> [Prompt] In the listing, change "green foliage" to "dense vegetation" across the stretch from the line containing "return mask of green foliage" through the line containing "14 16 L 9 16". Return only those lines, with everything else unchanged.
::::
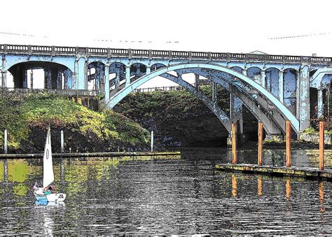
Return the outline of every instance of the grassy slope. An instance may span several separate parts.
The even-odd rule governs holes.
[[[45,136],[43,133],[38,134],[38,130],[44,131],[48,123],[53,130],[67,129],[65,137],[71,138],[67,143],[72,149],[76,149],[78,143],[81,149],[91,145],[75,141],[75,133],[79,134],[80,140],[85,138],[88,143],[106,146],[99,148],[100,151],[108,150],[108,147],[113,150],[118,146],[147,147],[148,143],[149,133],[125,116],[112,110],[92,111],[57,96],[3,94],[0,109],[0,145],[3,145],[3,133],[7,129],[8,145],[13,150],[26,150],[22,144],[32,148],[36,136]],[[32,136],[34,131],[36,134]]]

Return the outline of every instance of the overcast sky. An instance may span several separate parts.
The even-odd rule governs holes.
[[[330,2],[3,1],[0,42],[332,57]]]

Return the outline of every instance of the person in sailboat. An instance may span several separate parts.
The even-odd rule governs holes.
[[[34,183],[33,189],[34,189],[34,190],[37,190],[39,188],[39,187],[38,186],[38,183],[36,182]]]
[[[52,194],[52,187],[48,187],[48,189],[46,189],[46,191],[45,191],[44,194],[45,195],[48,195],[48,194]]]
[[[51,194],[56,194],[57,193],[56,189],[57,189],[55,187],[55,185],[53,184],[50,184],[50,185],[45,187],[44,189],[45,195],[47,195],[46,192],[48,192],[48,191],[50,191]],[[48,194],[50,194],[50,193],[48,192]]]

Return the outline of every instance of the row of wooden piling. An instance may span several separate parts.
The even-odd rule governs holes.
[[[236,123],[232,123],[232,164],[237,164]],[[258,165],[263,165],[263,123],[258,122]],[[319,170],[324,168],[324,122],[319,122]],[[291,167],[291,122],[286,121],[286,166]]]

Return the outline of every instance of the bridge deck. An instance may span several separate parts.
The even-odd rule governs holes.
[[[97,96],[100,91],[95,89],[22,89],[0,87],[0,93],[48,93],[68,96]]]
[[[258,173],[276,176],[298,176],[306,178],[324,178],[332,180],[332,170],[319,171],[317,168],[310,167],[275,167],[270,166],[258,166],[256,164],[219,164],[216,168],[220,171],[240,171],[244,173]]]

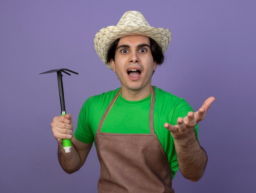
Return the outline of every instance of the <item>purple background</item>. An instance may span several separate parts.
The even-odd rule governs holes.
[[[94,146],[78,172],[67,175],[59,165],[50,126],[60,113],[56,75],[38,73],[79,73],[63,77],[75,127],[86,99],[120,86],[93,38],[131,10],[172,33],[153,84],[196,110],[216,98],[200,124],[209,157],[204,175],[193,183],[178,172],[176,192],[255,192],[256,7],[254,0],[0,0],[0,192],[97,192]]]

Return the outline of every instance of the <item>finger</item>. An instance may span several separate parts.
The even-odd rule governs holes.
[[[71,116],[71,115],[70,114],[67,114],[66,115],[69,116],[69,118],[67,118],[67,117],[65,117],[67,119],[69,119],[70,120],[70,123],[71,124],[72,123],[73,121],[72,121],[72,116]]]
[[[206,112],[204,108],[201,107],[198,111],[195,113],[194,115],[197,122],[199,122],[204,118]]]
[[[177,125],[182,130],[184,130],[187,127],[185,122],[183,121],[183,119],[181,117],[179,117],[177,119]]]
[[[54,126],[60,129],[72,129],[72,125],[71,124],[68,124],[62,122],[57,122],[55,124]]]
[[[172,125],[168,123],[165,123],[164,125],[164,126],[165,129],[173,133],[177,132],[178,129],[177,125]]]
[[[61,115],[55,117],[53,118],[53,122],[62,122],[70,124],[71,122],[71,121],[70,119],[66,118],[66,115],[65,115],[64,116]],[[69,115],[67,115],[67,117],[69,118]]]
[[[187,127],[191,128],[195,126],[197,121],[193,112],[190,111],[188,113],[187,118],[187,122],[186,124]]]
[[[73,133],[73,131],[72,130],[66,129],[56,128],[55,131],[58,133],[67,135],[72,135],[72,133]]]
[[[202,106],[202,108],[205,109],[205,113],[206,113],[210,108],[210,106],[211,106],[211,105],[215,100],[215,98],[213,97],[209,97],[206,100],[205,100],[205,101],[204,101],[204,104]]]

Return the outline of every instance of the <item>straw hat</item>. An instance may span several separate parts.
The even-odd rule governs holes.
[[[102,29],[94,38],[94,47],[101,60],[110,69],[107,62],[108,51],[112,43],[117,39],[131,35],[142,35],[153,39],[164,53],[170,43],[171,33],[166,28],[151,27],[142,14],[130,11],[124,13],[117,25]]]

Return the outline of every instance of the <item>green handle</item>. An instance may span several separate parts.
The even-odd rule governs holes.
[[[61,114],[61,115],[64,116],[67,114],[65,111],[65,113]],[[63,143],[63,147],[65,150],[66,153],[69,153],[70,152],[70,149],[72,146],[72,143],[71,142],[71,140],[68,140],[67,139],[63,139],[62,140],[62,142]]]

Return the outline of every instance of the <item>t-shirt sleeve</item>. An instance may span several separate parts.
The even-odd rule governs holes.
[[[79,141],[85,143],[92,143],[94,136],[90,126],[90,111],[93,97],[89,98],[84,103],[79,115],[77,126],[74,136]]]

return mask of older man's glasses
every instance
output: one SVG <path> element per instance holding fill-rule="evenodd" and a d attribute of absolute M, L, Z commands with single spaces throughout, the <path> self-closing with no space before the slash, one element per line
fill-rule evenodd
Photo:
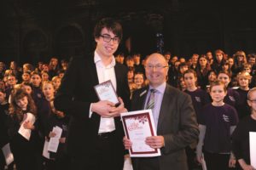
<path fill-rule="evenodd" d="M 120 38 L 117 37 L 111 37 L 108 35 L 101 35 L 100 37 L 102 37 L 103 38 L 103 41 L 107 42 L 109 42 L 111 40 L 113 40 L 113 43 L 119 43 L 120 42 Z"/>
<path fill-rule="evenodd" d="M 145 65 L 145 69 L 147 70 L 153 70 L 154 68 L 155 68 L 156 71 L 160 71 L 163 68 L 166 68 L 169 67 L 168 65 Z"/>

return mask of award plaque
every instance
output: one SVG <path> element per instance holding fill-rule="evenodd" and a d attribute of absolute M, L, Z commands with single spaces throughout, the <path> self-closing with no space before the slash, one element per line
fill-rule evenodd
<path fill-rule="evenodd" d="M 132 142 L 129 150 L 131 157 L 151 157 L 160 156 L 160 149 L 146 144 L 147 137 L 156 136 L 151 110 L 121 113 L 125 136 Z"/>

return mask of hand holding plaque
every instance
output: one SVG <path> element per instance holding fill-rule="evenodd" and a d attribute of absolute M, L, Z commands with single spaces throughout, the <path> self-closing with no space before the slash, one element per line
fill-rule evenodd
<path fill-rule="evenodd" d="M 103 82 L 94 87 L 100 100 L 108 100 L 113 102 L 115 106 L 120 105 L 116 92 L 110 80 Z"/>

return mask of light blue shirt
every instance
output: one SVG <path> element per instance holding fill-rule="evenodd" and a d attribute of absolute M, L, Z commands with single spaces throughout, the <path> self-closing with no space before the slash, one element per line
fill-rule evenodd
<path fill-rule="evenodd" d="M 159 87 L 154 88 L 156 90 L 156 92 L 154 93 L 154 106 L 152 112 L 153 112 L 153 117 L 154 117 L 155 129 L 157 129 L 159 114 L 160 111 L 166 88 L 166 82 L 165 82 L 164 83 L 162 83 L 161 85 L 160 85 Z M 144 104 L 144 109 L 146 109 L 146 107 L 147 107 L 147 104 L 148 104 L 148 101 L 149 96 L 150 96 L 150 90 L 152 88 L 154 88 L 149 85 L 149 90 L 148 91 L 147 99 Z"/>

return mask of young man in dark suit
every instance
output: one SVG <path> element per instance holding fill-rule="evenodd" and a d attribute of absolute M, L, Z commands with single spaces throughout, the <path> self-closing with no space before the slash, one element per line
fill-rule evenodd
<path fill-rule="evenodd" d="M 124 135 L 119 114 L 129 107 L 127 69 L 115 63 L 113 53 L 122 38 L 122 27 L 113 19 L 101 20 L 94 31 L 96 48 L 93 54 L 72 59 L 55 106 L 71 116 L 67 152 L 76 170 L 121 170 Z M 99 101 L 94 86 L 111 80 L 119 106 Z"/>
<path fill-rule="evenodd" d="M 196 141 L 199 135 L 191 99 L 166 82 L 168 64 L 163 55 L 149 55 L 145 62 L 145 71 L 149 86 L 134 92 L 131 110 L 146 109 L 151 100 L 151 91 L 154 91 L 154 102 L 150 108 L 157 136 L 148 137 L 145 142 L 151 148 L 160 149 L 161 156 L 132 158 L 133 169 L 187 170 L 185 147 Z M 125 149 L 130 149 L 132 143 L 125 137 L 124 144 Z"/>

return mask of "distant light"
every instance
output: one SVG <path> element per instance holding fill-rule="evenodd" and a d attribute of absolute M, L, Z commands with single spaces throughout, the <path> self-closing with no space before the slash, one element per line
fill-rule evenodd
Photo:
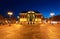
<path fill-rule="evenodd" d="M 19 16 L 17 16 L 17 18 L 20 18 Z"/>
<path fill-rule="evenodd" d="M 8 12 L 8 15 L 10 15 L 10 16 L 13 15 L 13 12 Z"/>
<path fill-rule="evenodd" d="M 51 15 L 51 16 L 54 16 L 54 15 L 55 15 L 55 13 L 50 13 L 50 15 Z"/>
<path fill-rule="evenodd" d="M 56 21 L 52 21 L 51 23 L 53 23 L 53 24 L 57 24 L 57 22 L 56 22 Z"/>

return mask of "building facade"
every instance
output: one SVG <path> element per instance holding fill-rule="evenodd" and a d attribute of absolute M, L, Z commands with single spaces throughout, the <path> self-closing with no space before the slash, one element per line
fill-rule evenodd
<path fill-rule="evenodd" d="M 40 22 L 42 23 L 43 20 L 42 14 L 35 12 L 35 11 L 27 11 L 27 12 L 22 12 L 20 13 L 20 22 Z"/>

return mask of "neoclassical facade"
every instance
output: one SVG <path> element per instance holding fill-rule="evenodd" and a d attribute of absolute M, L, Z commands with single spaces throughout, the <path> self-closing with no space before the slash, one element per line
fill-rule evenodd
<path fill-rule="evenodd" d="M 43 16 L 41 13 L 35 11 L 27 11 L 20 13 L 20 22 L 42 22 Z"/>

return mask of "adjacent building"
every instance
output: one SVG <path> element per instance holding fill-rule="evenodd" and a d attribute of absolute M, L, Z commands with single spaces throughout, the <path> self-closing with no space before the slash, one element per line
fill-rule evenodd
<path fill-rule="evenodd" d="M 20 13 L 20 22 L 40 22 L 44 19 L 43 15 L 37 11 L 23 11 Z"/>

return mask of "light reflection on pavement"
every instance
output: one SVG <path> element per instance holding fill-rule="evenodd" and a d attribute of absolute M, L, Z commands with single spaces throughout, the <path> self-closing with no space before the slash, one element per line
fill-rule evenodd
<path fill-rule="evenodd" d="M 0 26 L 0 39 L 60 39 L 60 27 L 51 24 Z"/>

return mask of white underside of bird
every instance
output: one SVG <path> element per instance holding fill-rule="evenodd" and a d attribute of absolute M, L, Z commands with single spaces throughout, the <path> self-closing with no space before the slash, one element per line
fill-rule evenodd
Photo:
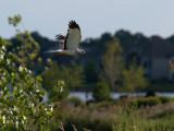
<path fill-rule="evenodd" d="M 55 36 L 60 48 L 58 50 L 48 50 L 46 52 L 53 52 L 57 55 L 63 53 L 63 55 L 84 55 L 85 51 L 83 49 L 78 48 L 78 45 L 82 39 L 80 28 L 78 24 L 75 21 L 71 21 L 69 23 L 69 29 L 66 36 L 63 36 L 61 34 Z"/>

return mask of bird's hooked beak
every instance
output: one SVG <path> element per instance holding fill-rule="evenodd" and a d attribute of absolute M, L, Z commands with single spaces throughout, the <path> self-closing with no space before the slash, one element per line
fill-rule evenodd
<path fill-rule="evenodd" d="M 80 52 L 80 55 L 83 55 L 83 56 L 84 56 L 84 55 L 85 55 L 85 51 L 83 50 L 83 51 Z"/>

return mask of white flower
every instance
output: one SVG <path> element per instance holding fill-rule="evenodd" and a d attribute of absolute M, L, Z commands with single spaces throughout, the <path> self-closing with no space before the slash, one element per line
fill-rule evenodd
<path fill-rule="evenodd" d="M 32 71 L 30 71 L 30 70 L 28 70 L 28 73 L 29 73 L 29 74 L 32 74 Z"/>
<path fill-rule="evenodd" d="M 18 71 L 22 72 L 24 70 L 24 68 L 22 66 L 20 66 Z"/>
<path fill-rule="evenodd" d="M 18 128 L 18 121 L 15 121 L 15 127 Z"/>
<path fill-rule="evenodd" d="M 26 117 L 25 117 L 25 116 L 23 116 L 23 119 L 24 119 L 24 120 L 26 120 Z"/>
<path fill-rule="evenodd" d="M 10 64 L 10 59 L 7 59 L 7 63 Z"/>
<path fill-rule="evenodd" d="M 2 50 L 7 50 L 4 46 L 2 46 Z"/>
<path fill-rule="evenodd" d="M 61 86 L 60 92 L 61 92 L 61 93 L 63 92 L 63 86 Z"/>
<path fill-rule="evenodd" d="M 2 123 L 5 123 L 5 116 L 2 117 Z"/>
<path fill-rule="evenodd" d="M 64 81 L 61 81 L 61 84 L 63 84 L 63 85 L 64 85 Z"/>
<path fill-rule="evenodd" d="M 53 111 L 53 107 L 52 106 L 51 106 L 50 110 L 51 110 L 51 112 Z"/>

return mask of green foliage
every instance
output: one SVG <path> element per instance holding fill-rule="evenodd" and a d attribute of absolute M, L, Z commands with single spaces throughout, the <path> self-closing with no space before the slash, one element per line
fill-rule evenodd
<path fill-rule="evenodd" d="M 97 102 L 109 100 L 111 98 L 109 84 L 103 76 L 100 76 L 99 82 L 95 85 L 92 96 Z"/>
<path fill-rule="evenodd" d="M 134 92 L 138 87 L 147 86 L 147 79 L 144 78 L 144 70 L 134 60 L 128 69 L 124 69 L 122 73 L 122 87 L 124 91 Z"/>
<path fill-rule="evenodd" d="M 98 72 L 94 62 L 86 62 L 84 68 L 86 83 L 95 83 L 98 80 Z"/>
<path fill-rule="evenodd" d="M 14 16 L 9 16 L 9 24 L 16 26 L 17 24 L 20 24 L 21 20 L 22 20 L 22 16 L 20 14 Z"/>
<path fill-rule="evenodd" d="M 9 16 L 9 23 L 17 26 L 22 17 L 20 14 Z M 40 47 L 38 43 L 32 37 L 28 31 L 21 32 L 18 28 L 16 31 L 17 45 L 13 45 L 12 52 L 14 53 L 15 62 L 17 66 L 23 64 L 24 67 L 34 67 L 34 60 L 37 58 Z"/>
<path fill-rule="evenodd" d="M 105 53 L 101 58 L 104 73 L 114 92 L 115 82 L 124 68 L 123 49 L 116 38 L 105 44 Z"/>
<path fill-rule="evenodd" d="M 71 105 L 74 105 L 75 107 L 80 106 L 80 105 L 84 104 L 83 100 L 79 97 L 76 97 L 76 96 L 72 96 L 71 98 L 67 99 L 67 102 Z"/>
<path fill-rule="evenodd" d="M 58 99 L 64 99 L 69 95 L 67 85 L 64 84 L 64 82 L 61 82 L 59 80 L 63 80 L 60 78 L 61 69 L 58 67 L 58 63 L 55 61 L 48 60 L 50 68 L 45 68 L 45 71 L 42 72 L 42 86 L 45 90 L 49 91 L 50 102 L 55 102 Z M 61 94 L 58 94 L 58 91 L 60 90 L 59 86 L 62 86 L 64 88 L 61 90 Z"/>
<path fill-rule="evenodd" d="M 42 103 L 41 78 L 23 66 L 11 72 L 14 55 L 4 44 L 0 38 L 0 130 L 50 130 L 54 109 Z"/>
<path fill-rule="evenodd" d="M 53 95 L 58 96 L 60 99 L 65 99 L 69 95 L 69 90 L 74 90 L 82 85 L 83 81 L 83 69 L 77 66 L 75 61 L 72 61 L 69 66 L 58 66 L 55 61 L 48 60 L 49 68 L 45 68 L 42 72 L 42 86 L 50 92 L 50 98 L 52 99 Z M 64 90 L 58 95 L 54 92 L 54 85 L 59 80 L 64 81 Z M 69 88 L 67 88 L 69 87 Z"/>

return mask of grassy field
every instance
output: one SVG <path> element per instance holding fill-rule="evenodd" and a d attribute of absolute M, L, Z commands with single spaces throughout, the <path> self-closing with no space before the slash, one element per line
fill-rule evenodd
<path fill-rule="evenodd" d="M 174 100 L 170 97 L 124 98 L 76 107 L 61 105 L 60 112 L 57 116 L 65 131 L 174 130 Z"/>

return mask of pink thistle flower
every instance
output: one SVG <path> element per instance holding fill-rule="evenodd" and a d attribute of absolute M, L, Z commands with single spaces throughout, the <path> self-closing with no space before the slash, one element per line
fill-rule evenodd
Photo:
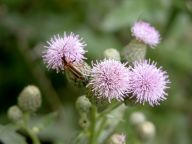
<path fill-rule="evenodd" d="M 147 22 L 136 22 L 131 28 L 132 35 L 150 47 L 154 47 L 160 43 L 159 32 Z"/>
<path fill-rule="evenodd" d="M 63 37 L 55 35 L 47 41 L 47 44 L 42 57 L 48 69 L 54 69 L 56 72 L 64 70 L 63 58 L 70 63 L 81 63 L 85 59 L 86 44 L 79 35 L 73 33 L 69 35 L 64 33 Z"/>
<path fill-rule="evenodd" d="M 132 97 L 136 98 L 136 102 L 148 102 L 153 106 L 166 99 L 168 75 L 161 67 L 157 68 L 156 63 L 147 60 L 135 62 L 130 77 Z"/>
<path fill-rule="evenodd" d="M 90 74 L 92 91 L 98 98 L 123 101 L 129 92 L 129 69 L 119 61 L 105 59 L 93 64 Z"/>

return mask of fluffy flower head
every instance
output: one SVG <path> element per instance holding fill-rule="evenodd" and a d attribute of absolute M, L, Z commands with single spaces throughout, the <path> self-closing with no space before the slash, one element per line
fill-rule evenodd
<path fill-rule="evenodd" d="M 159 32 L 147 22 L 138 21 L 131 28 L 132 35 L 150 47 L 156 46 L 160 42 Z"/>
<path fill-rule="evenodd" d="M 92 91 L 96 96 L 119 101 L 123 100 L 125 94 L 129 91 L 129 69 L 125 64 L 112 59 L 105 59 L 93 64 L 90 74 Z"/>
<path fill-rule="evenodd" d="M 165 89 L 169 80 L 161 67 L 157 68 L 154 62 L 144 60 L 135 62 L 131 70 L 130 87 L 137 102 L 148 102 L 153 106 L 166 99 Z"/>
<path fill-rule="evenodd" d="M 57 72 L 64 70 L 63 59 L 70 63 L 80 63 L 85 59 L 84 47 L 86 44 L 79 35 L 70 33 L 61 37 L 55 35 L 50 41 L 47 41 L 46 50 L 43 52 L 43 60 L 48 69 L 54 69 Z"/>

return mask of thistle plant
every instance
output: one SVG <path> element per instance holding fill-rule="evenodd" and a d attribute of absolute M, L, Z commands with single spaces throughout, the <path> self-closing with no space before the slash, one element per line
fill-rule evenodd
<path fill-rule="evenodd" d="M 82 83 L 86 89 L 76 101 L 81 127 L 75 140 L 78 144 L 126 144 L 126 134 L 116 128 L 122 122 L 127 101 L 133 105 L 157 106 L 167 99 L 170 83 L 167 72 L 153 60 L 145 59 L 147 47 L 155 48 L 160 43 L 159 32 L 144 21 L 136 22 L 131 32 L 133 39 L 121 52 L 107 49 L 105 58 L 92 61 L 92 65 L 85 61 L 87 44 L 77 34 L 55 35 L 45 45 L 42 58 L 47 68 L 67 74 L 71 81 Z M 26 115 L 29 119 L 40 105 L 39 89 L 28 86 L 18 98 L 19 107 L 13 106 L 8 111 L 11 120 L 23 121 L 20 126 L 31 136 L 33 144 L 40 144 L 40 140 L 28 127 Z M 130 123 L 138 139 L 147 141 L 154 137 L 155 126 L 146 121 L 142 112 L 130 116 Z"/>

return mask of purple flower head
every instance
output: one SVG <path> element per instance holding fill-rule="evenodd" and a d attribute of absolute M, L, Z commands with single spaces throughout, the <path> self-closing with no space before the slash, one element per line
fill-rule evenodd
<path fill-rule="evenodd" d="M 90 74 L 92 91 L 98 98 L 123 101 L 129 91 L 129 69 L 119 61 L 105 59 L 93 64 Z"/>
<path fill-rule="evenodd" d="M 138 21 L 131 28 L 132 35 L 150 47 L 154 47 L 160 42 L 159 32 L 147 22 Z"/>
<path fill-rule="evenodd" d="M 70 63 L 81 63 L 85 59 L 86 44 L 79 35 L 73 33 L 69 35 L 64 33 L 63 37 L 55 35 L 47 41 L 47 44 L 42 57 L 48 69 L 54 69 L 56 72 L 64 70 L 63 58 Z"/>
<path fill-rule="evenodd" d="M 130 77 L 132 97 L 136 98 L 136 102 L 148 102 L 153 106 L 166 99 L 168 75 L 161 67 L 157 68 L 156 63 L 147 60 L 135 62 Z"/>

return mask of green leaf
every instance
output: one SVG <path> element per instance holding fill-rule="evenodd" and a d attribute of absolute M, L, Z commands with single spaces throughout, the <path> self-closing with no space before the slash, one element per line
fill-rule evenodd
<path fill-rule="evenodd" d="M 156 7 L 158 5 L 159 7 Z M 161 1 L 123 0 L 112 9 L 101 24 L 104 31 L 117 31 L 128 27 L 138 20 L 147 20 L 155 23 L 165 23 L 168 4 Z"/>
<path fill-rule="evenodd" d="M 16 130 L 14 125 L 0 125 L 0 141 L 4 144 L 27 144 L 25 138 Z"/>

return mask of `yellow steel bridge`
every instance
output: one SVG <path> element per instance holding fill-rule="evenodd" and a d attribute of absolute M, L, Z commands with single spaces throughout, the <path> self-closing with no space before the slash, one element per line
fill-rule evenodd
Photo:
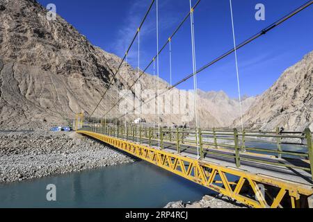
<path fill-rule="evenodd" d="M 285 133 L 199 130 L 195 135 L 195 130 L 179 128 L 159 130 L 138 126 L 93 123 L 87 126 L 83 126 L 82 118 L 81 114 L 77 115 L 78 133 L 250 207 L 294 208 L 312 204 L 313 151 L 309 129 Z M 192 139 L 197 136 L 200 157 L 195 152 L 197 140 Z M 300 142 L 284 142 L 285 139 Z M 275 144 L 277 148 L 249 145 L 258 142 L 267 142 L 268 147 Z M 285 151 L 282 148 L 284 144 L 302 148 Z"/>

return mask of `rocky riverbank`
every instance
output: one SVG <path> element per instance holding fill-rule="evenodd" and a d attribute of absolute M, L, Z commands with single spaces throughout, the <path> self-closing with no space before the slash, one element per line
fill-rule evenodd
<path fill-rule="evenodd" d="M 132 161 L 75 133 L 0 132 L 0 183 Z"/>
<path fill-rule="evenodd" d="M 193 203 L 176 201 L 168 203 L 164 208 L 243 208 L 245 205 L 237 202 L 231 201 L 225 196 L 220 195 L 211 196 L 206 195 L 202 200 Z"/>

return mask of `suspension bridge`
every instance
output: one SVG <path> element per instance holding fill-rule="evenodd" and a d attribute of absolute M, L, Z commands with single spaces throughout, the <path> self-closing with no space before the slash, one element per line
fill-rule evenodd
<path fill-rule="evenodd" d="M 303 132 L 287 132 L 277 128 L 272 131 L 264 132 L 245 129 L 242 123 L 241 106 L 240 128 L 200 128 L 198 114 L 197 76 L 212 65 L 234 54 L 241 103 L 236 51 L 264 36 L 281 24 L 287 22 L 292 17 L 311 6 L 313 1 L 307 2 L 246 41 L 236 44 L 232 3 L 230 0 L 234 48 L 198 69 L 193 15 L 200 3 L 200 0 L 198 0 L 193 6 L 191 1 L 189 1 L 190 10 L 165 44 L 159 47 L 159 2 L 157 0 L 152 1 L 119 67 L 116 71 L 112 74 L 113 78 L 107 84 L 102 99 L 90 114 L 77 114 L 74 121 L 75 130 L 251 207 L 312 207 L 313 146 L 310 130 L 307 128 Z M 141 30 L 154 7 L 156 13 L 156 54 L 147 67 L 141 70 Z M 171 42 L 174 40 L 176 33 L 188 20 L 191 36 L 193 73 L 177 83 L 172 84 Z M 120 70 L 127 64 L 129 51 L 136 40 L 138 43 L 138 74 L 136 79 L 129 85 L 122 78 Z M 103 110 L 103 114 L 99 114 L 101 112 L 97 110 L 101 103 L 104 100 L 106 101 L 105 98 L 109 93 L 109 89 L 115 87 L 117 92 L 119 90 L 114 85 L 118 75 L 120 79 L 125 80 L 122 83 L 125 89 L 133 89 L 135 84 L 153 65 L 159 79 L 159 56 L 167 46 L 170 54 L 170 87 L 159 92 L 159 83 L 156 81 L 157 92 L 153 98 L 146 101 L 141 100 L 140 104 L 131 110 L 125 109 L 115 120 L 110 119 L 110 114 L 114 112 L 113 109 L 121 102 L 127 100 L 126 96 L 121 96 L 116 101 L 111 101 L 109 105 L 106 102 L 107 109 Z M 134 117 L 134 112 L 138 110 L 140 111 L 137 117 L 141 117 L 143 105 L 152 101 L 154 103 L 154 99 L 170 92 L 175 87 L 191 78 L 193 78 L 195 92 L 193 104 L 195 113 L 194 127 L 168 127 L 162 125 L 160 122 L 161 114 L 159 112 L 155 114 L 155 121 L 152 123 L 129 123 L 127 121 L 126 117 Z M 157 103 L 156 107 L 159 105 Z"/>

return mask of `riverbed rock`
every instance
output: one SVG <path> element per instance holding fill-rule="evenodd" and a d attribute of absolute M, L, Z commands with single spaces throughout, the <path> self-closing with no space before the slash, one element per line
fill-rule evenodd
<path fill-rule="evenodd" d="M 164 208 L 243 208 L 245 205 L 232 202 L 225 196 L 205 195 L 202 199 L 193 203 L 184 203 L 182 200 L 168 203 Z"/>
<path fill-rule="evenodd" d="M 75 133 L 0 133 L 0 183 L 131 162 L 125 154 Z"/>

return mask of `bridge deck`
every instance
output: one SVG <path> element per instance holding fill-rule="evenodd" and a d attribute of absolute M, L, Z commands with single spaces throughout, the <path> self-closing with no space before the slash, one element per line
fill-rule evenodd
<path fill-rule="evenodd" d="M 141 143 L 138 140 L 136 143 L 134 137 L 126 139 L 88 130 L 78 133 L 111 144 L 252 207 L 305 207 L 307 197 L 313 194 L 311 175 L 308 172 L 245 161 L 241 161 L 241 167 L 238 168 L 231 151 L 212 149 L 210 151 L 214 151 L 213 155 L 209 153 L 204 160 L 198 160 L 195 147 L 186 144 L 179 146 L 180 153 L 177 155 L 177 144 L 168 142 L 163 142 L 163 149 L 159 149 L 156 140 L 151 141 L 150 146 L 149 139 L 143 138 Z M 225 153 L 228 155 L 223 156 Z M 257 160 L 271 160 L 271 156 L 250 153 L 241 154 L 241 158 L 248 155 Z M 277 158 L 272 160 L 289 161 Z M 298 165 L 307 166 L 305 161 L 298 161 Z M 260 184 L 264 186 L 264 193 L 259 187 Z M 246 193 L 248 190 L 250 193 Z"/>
::::
> [Result]
return mask of dense vegetation
every instance
output: one SVG <path> element per instance holding fill-rule="evenodd" and a d attribute of absolute M, L, Z commands with single spaces throughout, the <path> self-closing with no space before the slash, one element per line
fill-rule evenodd
<path fill-rule="evenodd" d="M 97 102 L 109 100 L 111 98 L 109 84 L 103 76 L 100 76 L 99 82 L 95 85 L 92 96 Z"/>
<path fill-rule="evenodd" d="M 134 92 L 138 87 L 147 86 L 147 79 L 144 78 L 144 70 L 134 60 L 128 69 L 124 69 L 122 73 L 122 87 L 124 91 Z"/>
<path fill-rule="evenodd" d="M 98 72 L 94 62 L 86 62 L 84 68 L 86 83 L 95 83 L 98 80 Z"/>
<path fill-rule="evenodd" d="M 14 16 L 9 16 L 9 24 L 16 26 L 17 24 L 20 24 L 21 20 L 22 20 L 22 16 L 20 14 Z"/>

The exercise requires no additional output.